— WHAT THE EXERCISE ASKS —
Repeat only what appears from the line containing "gravel surface, imagine" through the last line of the listing below, exactly as written.

— WORKING DATA —
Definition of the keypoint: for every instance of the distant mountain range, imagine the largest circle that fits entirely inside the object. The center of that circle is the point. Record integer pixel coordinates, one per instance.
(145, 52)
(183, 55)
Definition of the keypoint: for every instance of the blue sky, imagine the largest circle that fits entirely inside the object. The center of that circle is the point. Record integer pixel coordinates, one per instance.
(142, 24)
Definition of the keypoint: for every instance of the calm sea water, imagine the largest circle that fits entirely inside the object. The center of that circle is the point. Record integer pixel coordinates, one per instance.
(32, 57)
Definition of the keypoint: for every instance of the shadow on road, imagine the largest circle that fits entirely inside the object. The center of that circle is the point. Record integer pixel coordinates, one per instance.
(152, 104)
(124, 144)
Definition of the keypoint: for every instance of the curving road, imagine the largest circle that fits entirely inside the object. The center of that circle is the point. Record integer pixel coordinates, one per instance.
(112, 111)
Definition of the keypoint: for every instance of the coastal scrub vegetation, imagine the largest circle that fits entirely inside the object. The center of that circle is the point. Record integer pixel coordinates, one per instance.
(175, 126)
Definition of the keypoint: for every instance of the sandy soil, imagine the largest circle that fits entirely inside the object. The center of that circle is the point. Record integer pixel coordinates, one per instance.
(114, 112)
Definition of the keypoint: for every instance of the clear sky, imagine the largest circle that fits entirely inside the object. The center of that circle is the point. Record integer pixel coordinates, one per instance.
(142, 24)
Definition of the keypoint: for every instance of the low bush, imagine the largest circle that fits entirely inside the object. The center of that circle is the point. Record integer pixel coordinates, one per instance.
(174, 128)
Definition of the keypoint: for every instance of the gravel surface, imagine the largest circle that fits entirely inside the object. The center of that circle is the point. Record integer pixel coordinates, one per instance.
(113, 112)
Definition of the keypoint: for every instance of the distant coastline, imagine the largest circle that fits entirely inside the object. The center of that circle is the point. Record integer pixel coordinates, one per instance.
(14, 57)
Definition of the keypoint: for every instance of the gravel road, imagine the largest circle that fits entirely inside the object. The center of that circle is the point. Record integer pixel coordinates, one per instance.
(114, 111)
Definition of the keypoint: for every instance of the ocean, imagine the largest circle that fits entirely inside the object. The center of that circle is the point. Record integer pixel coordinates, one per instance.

— SOLUTION TO THIS PROBLEM —
Definition of the keypoint: for every instance of the gravel surface, imagine the largest circle that fits entirely inside the object. The center of that circle is the point. Record integer pixel coordinates, one per instance.
(113, 112)
Definition of the keypoint: for every instance of the distant coastline, imagine the largest circle that fits entirely inside the object. The center of that circle is the point. Record integer pixel coordinates, one per instance.
(14, 57)
Definition of the keypoint: for every instance of the gravel road, imagine the largest circle that fits entirely inside the object. The center of that circle is the point. Record integer pixel coordinates, one per instance.
(114, 111)
Definition of the keypoint: for every instance of the ocean, imagine the largest circle that fits entirely inside the object. The center of that circle is the point. Record integer pixel coordinates, one per instance.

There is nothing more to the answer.